### What is asked
Retype every entry in its entirety, without alteration.

======== The records ========

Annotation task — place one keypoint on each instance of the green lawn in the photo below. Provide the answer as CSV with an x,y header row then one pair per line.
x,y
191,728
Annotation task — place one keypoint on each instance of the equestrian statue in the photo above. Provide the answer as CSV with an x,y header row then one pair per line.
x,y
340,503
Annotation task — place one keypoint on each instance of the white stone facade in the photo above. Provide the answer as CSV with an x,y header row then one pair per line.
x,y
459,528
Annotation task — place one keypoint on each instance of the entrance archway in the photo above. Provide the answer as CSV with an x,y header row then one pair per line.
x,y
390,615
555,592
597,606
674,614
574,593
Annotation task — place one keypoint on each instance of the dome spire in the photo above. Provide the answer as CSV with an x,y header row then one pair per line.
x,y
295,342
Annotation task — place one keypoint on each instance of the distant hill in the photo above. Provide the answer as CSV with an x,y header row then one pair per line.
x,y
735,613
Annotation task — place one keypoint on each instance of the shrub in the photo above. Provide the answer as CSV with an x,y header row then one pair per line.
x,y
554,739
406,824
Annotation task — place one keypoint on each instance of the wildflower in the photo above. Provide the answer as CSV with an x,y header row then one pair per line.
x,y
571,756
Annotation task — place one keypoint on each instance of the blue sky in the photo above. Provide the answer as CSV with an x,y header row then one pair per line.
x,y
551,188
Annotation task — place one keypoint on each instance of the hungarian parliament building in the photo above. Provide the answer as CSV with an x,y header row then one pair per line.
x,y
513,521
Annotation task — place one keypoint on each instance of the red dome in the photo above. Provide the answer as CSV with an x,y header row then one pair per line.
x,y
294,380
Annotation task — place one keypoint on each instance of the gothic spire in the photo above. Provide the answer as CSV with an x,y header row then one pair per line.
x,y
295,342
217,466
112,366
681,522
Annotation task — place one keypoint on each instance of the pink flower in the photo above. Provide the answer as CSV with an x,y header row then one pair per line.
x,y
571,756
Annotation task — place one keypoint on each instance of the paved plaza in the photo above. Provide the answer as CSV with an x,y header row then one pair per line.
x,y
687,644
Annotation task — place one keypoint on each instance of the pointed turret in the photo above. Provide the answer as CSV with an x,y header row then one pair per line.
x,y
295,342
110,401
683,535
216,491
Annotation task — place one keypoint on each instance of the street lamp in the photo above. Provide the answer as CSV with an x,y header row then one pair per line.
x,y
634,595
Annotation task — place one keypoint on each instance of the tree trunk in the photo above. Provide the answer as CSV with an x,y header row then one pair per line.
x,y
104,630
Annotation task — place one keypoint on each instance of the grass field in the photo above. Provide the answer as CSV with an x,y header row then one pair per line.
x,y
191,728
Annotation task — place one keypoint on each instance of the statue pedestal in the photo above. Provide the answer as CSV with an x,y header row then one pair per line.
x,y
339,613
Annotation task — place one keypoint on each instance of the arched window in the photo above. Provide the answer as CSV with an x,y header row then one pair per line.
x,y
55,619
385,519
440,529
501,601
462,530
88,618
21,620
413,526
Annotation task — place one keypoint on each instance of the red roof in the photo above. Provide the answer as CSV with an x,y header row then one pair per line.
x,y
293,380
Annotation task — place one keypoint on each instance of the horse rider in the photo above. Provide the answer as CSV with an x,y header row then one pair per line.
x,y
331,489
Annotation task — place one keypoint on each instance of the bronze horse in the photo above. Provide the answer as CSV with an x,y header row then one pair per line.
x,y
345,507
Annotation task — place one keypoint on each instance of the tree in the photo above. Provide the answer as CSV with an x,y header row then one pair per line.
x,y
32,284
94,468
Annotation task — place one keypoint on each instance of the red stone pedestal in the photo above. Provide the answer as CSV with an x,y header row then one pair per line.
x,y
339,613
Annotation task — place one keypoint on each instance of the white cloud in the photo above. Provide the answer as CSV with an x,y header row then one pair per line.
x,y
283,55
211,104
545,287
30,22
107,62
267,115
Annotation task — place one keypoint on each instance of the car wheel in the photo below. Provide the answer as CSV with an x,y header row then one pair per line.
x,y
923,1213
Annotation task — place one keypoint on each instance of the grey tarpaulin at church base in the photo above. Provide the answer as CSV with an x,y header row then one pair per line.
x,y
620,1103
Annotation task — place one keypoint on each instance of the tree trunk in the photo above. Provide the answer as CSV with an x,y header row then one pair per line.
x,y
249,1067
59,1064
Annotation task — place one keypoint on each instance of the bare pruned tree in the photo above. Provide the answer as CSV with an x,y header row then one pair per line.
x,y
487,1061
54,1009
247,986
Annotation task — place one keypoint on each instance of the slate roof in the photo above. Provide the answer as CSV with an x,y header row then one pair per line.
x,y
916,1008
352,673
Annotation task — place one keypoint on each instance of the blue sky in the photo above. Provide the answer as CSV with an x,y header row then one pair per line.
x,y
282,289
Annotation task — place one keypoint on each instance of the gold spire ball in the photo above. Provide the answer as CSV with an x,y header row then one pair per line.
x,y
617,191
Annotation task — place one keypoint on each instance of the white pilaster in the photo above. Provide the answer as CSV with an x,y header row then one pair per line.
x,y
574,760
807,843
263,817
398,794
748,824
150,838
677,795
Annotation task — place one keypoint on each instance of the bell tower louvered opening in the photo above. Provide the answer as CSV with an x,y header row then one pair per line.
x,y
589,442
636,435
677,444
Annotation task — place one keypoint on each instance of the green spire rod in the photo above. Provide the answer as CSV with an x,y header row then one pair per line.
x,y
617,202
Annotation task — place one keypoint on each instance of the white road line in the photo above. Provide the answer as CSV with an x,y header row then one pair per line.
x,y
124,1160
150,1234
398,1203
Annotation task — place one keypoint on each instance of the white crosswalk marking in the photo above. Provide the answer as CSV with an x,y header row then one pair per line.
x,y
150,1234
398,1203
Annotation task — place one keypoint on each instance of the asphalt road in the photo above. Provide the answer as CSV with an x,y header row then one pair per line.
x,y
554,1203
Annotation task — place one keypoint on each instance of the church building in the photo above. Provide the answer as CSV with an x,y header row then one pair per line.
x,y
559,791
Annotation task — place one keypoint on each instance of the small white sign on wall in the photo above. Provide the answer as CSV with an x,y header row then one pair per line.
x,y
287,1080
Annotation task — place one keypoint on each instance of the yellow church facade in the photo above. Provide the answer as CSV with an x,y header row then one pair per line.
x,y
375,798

========

### Task response
Annotation task — place one keypoint on each instance of the green lawn in the photo below. Provide the answer as CSV with an x,y header row then one pair per line.
x,y
191,728
Annotation task — place one keypoint on each instance of the equestrian statue in the photo above. Provide the answer as CSV with an x,y header row then one pair per line.
x,y
340,503
Annotation task — place one keypoint on each instance of the white stone facade in the photo above. Provide the answer as CSV with an x,y header row then one pair per line.
x,y
459,528
Annotation task — place one keypoint on each instance of the entrance archway in the photo above. Provide the answer as CSV with an x,y header row then one pair per line.
x,y
390,615
555,592
597,606
674,614
574,593
Annotation task — place one keypoint on each instance of the dome spire in the photo above. Provide the answer as CSV with an x,y header row then one pair per line.
x,y
295,342
Annotation task — place one keypoint on each instance of the distant hill in the photo above. Provide the answer as CSV with an x,y header row then one pair per line.
x,y
735,613
Annotation task — place one keypoint on each instance of the shrub in the photo above. Provide the answer as CSV with an x,y header row then one pair per line.
x,y
554,739
406,824
Annotation task — place one keypoint on each instance of the wildflower in the photo above. Provide the answer as CSV with an x,y header row then one pair per line.
x,y
571,756
Annotation task — place one keypoint on each instance of the blue sky in the photo above. Provide the answer as CSV with an x,y header row then one pair per line.
x,y
551,188
Annotation task — place one keypoint on each instance of the hungarian parliament building in the photo above. Provide the answer as CSV with an x,y header row then one pair per line.
x,y
513,521
Annotation task — place one keypoint on each instance of the red dome in the photo above. Provide the answer as CSV with an x,y header row then one pair per line.
x,y
294,380
Annotation task — place one keypoint on each instance of the gothic spire in the photo above. Provide the answer as CSV with an x,y header row then one pair per line.
x,y
295,342
217,466
112,366
681,522
Annotation task — place one keypoint on each instance of the pink flower in the photo above. Provide the answer as CSV with an x,y header row then one pair per line.
x,y
571,756
Annotation task — place one keypoint on each instance of the paved plaza in the photo above. Provide the answer as CSV with an x,y header row then one pair per line.
x,y
687,644
Annotation task — place one keypoint on each instance of the pointed turret in the photo above. Provide the answer as CSV with an x,y header row then one pair per line.
x,y
295,342
110,401
683,535
216,491
Annotation task — place one keypoint on each instance of the street lamp in the photo above. Provide the answer as CSV with an x,y header row then one pair per line.
x,y
634,595
Annotation task — place one keypoint on each instance of the tree trunk in the photo above. Provide the answer as CSV with an x,y header row then one pair per line.
x,y
104,630
Annotation task — place one keypoint on each instance of the grass field in the photo above. Provide the answer as CSV with an x,y header row then one pair per line.
x,y
191,728
Annotation task — place one keypoint on each instance of the statue pedestal in the photo above. Provide the answer as CSV with an x,y header row then one pair per line.
x,y
339,613
Annotation task — place one keypoint on each instance of the arched window in the photo above. Provide the answer as CSV with an x,y header row then one pair per line.
x,y
55,619
385,519
440,529
501,601
462,530
88,618
21,620
413,526
Annotation task — place one keypoint on each instance of the red roof in the photo above. Provide the answer as CSV with an x,y header row then one pair per line.
x,y
293,380
Annotation task — place one keypoint on each instance of the horse rider in the photo above. Provide the answer as CSV with an x,y header row then one pair per line.
x,y
331,489
Annotation task — place one keypoint on each instance of the bronze horse in the photo above. Provide the answer as CSV with an x,y header row then one pair per line.
x,y
345,507
Annotation task — place one keypoint on each instance of the tree in the photo above. Provide the answer as CSV with an x,y header row then one pair per line.
x,y
32,284
94,468
Annotation task — place one keypoint on each instance of the red stone pedestal in the photo above. Provide the answer as CSV with an x,y header row then one pair per line.
x,y
339,613
Annotation task — place one keypoint on each instance of the white cloud in the photo above. Provide the answer as CSV with an x,y header row then one pair per line.
x,y
283,55
211,104
545,287
30,22
107,62
267,115
Annotation task — place one keypoint on each instance of the car wheel in the photo below. Provide the answer as CSV with an x,y header row then one pair per line.
x,y
923,1213
Annotation task — place one keypoint on each instance of the grey tarpaulin at church base in the photo above. Provide the answer as CSV with an x,y header row then one pair per line.
x,y
620,1103
Annotation task — place one keypoint on each instance of the tree trunk in the photo above. Provide the answer as CSV with an x,y header row then one pair per line.
x,y
249,1067
59,1064
Annotation task — place one keypoint on each instance of the bare pruned tree in the photo above. Provide the answer as CSV with an x,y header row then one pair per line.
x,y
487,1061
54,1009
247,986
Annotation task — place one keypoint on each instance of the slate roof in the photo above. Provide the answer as CSV with an x,y header row then one pair per line.
x,y
916,1008
352,673
Annotation task — place one keypoint on each instance of the blue sky in the photo above. Provide the answer as CSV with an x,y header row then one pair per line.
x,y
282,289
Annotation task — place one keypoint on each instance of the gold spire ball in the photo above. Provide the answer as CSV with an x,y header row then one pair per line.
x,y
617,191
Annotation task — place one keypoint on each instance of the white pilaster in the photo above. Provide the answer as CSV with an x,y header row then one pair per line.
x,y
574,760
807,843
263,817
398,794
748,824
150,838
677,795
Annotation task — place one keypoint on each instance of the bell tower louvered opening in the photo above. Provide the answer as CSV with an x,y header row then one pair per line.
x,y
589,442
636,435
677,444
Annotation task — place one keypoint on each instance of the green spire rod in the photo above. Provide the answer as CSV with an x,y header row then one pair per line.
x,y
617,202
Annotation task — place one keypoint on each instance of the white road line in the photo above. Provide the answer as CSV with an x,y header row then one pair per line.
x,y
124,1160
150,1234
398,1203
Annotation task — place one keypoint on each instance of the white crosswalk marking in the photo above. Provide the answer as CSV with an x,y header row then one pair per line.
x,y
150,1234
398,1203
Annotation task — place one keypoint on each instance of the asphalt road in the photo above. Provide the answer as CSV with an x,y header row then one pair per line.
x,y
554,1203
Annotation task — place one keypoint on each instance of the church building in the photo above. Provide the answer as CSV with an x,y header row then one pair per line.
x,y
559,791
Annotation task — place one keypoint on each instance of the small white sign on wall in the photo above. Provide the answer as CSV with an x,y header row then one pair per line.
x,y
287,1080
Annotation task — place one keypoint on each instance of the yellow church facade in the photo above. Provide the answer as CSV with an x,y header row then one pair per line.
x,y
375,798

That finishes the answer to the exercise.